### Work to do
A: Reproduce the T-ECD notebook word for word from "# T-ECD Dataset" to "and concatenating them.".
B: In the T-ECD notebook, what number is NUM_PARTITIONS_TO_LOAD set to?

### Document excerpt
──────────────────────────────

# T-ECD Dataset Analysis

This notebook loads, joins, and analyzes the T-ECD dataset from Hugging Face.
It handles partitioned datasets (e.g., daily event files) by loading a configurable number of partitions and concatenating them.
It also includes the **Payments** dataset from the 'full' partition, as it is missing from the 'small' partition.

In [None]:
# Install necessary libraries
!pip install huggingface_hub pandas pyarrow ipywidgets matplotlib seaborn

## Authentication
You need a Hugging Face token to access the dataset. 
1. Go to https://huggingface.co/settings/tokens
2. Create a new token (Read access is sufficient)
3. Paste it below when prompted.

In [None]:
from huggingface_hub import login

login()

## Configuration & Helper Functions

We define global constants to control the data loading process.

In [None]:
from huggingface_hub import hf_hub_download, list_repo_files
import pandas as pd
import os
import matplotlib.pyplot as plt
import seaborn as sns
from collections import defaultdict

# --- CONFIGURATION ---
REPO_ID = "t-tech/T-ECD"
REPO_TYPE = "dataset"
CACHE_DIR = "dataset_cache"  # Local folder to store downloaded files

# Dataset Paths
DATASET_PATH_SMALL = "dataset/small"
DATASET_PATH_FULL = "dataset/full" # Used for missing payments data

# GLOBAL CONSTANT: How many partitions to load for split datasets (e.g., events)
# Set this to a higher number (e.g., 50 or 100) to analyze more data.
# Set to None to load ALL available partitions (Warning: May run out of RAM in Colab)
NUM_PARTITIONS_TO_LOAD = 5 

def load_remote_parquet(filename):
    """
    Downloads a single parquet file from the HF repo to a local cache folder 
    and loads it into a Pandas DataFrame.
    """
    print(f"Downloading {filename} to {CACHE_DIR}...")
    try:
        local_path = hf_hub_download(
            repo_id=REPO_ID,
            filename=filename,
            repo_type=REPO_TYPE,
            local_dir=CACHE_DIR,
            local_dir_use_symlinks=False
        )
        # print(f"File cached at: {local_path}")
        df = pd.read_parquet(local_path)
        return df
    except Exception as e:
        print(f"Error loading {filename}: {e}")
        return None

def load_dataframe_from_partitions(file_list, limit=NUM_PARTITIONS_TO_LOAD):
    """
    Loads multiple parquet files from a list and concatenates them into a single DataFrame.

──────────────────────────────

### Given records

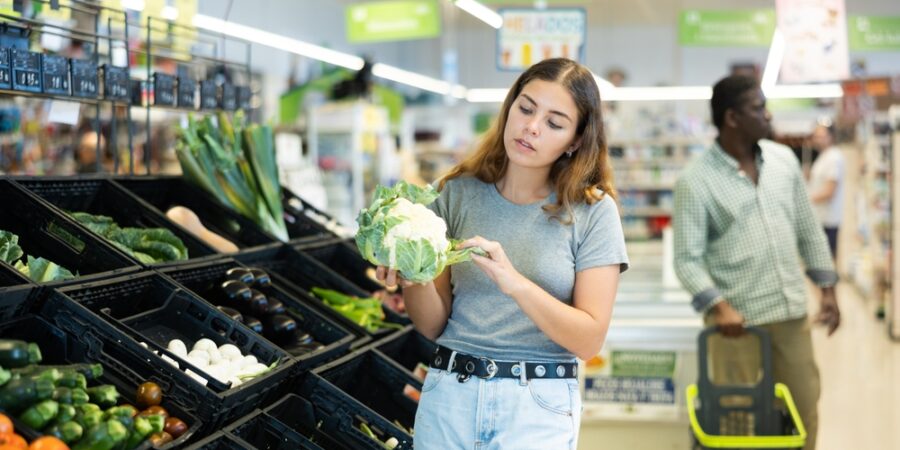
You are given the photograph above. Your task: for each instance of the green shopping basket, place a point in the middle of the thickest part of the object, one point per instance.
(754, 405)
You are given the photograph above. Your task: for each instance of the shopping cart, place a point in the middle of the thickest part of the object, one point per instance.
(742, 416)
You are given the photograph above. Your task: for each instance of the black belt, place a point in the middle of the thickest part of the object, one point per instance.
(467, 366)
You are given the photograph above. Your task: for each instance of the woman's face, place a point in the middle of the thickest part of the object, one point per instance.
(541, 125)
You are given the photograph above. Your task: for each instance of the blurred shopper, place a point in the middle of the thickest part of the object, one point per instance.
(826, 184)
(744, 227)
(538, 197)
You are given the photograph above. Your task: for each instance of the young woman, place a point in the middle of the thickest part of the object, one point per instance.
(538, 197)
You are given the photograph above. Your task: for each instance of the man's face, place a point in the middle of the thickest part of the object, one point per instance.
(751, 116)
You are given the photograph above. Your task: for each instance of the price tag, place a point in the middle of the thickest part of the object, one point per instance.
(229, 97)
(163, 89)
(208, 97)
(5, 76)
(187, 92)
(84, 78)
(244, 95)
(26, 70)
(116, 83)
(55, 70)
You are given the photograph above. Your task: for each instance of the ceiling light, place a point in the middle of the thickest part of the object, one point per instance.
(480, 12)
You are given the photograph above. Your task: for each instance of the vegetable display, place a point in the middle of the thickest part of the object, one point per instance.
(365, 312)
(235, 163)
(57, 402)
(38, 269)
(398, 231)
(147, 245)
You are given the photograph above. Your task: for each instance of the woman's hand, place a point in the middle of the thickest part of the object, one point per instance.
(391, 278)
(496, 265)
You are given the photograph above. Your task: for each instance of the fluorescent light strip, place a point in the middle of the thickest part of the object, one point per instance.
(480, 12)
(417, 80)
(773, 62)
(278, 41)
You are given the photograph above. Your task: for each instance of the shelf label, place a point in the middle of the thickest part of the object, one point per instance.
(5, 77)
(187, 92)
(56, 74)
(163, 89)
(84, 78)
(208, 97)
(116, 83)
(26, 70)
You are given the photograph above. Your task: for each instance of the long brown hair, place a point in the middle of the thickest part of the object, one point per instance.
(577, 178)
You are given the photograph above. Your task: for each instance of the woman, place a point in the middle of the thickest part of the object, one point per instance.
(538, 197)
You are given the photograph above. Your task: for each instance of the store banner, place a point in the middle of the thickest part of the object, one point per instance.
(874, 33)
(815, 37)
(723, 28)
(393, 20)
(532, 35)
(636, 382)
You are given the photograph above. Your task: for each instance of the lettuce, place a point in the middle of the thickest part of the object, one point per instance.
(398, 231)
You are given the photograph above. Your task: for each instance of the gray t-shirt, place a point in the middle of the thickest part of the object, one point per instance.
(486, 322)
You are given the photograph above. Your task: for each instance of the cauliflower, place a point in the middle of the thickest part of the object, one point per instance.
(398, 231)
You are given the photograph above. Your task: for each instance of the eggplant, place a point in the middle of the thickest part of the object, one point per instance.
(275, 307)
(258, 304)
(241, 274)
(233, 313)
(254, 324)
(280, 329)
(260, 277)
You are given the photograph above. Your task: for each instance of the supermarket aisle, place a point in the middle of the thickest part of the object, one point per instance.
(860, 367)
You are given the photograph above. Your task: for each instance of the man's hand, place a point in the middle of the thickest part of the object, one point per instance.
(829, 315)
(729, 321)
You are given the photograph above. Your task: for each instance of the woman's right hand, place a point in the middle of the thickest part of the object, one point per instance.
(391, 278)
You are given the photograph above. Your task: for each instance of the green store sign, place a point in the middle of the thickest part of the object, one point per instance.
(873, 33)
(721, 28)
(393, 20)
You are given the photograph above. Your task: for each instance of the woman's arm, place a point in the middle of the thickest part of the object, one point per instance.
(580, 328)
(427, 304)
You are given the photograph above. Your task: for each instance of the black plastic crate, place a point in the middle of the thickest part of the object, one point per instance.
(299, 273)
(305, 222)
(59, 347)
(102, 196)
(163, 193)
(151, 308)
(205, 279)
(45, 233)
(364, 385)
(408, 348)
(343, 258)
(261, 431)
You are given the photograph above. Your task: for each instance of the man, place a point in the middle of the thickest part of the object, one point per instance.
(743, 226)
(826, 184)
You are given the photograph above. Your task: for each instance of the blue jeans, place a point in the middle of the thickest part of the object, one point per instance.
(499, 413)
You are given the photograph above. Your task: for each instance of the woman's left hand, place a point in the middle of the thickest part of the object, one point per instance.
(495, 265)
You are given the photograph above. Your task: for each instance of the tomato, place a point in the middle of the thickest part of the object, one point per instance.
(48, 443)
(6, 425)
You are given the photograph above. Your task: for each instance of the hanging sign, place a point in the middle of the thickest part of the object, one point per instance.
(529, 36)
(815, 40)
(724, 28)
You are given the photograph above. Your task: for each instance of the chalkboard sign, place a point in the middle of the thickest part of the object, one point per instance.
(116, 83)
(26, 70)
(163, 89)
(208, 97)
(5, 76)
(187, 89)
(55, 71)
(244, 95)
(229, 97)
(84, 78)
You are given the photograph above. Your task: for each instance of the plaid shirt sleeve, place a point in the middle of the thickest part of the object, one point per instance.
(811, 240)
(690, 222)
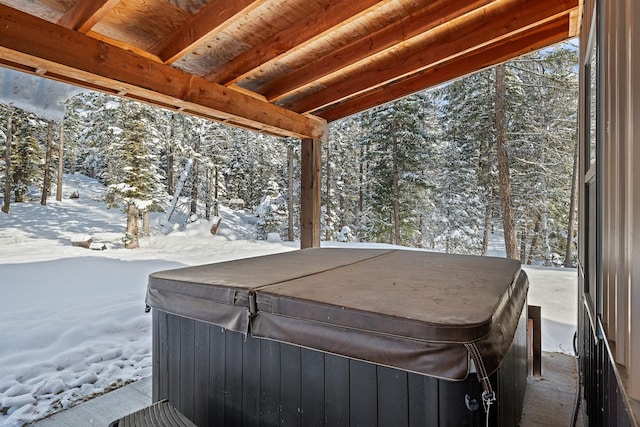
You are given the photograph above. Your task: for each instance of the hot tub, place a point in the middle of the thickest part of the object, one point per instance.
(342, 337)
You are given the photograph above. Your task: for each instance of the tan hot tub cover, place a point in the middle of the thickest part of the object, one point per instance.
(413, 310)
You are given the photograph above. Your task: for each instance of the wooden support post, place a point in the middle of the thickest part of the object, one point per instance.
(534, 338)
(310, 193)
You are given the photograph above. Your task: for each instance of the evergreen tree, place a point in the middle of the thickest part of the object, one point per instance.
(396, 146)
(137, 184)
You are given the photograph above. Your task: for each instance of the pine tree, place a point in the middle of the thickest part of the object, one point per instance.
(137, 184)
(397, 146)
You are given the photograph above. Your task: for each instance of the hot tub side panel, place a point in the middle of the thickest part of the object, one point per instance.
(220, 377)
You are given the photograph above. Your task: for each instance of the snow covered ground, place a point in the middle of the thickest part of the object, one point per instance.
(72, 320)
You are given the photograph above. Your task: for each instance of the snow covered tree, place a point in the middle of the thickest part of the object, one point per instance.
(397, 147)
(543, 130)
(467, 186)
(137, 184)
(271, 212)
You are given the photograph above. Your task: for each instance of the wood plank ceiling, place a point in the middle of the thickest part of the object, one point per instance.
(285, 67)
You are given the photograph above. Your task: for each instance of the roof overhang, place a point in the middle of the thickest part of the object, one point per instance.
(283, 67)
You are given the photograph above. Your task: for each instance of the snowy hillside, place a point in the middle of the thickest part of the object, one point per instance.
(73, 322)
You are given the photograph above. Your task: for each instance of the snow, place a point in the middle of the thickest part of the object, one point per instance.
(42, 97)
(73, 321)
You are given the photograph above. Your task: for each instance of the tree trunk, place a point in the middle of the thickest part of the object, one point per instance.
(176, 195)
(7, 163)
(131, 236)
(328, 194)
(216, 191)
(194, 189)
(145, 223)
(47, 166)
(572, 211)
(170, 157)
(510, 240)
(396, 192)
(488, 213)
(60, 164)
(290, 233)
(72, 157)
(534, 241)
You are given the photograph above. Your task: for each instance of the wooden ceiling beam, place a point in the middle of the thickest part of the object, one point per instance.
(435, 13)
(86, 13)
(497, 21)
(200, 27)
(335, 13)
(545, 35)
(73, 57)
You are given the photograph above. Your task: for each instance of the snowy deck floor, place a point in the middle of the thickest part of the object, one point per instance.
(548, 400)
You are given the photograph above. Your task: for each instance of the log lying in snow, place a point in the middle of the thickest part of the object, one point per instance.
(215, 223)
(82, 241)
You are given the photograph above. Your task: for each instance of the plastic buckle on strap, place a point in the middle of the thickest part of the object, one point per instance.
(488, 397)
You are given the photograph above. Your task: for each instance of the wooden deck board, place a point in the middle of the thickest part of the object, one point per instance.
(549, 399)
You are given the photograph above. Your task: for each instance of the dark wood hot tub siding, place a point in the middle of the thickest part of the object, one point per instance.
(217, 377)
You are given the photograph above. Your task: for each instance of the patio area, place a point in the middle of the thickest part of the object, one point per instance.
(548, 401)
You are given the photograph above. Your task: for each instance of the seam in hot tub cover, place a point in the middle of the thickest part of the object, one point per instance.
(446, 359)
(222, 293)
(411, 310)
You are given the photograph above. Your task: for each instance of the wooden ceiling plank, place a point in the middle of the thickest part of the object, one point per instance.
(32, 41)
(482, 27)
(86, 13)
(200, 27)
(545, 35)
(339, 12)
(435, 13)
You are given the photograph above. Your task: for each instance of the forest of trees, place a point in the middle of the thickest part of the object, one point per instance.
(441, 169)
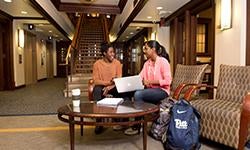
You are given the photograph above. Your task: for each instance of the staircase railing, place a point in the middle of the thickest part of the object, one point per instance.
(72, 52)
(105, 28)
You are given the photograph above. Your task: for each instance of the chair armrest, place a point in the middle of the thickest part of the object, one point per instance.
(90, 89)
(244, 122)
(190, 91)
(178, 90)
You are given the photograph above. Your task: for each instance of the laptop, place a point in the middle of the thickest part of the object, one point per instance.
(128, 84)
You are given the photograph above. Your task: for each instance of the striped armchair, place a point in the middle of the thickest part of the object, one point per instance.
(185, 76)
(222, 117)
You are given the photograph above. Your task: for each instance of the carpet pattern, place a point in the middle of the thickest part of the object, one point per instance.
(44, 97)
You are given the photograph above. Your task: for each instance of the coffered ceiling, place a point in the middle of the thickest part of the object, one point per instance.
(146, 17)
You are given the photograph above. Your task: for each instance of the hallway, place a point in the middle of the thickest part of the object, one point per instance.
(27, 130)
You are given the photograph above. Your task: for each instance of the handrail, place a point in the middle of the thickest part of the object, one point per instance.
(105, 29)
(74, 41)
(70, 57)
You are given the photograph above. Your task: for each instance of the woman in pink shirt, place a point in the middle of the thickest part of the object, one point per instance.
(156, 76)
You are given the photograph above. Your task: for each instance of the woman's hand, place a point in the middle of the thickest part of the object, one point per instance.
(146, 83)
(107, 89)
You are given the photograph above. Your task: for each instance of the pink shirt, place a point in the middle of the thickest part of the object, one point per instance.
(160, 70)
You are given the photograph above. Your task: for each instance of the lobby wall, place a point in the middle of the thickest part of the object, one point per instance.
(230, 44)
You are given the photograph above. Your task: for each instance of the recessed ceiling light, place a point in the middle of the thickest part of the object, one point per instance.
(8, 1)
(159, 8)
(108, 16)
(24, 12)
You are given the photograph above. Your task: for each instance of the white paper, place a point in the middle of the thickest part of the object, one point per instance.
(126, 109)
(110, 101)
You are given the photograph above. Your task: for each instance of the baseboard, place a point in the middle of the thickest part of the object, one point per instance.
(20, 86)
(42, 79)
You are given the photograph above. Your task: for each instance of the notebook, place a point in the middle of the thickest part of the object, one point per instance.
(128, 84)
(110, 101)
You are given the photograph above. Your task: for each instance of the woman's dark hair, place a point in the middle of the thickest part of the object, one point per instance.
(160, 50)
(104, 47)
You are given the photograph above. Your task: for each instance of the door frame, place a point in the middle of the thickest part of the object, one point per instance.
(8, 62)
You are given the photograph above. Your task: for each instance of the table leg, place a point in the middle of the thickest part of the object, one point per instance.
(72, 132)
(145, 134)
(81, 126)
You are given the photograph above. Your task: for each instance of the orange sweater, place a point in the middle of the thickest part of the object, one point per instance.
(104, 72)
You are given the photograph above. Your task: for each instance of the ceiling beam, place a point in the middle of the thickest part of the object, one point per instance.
(87, 8)
(202, 4)
(122, 4)
(131, 17)
(37, 7)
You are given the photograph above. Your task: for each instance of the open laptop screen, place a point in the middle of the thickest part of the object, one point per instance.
(128, 84)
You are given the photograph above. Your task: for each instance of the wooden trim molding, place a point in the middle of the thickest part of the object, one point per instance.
(122, 4)
(4, 15)
(145, 22)
(30, 18)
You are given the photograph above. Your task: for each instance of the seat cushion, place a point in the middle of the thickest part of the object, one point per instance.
(220, 120)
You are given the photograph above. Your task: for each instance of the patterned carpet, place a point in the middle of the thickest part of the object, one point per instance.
(44, 97)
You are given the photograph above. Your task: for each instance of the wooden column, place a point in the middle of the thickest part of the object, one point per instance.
(248, 35)
(193, 40)
(187, 38)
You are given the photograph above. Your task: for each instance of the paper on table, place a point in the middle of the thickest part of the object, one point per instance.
(110, 101)
(126, 109)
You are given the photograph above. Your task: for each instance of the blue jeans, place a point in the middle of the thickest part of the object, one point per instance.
(150, 95)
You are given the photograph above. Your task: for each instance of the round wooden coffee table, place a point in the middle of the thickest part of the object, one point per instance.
(78, 115)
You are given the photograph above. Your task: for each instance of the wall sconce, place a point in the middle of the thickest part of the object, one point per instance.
(225, 14)
(20, 38)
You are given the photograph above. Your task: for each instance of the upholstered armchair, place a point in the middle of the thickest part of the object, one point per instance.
(225, 118)
(185, 75)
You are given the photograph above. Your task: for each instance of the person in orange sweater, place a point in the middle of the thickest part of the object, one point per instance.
(104, 71)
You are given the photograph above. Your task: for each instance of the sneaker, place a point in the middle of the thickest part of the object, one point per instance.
(117, 128)
(131, 131)
(98, 129)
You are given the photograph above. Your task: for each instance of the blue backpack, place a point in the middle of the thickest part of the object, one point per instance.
(183, 130)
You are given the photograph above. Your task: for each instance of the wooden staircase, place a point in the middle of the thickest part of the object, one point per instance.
(90, 37)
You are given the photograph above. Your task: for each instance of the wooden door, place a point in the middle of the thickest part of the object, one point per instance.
(49, 57)
(2, 80)
(29, 59)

──────────────────────────────

### Replies
A:
# T-ECD Dataset Analysis

This notebook loads, joins, and analyzes the T-ECD dataset from Hugging Face.
It handles partitioned datasets (e.g., daily event files) by loading a configurable number of partitions and concatenating them.

B: 5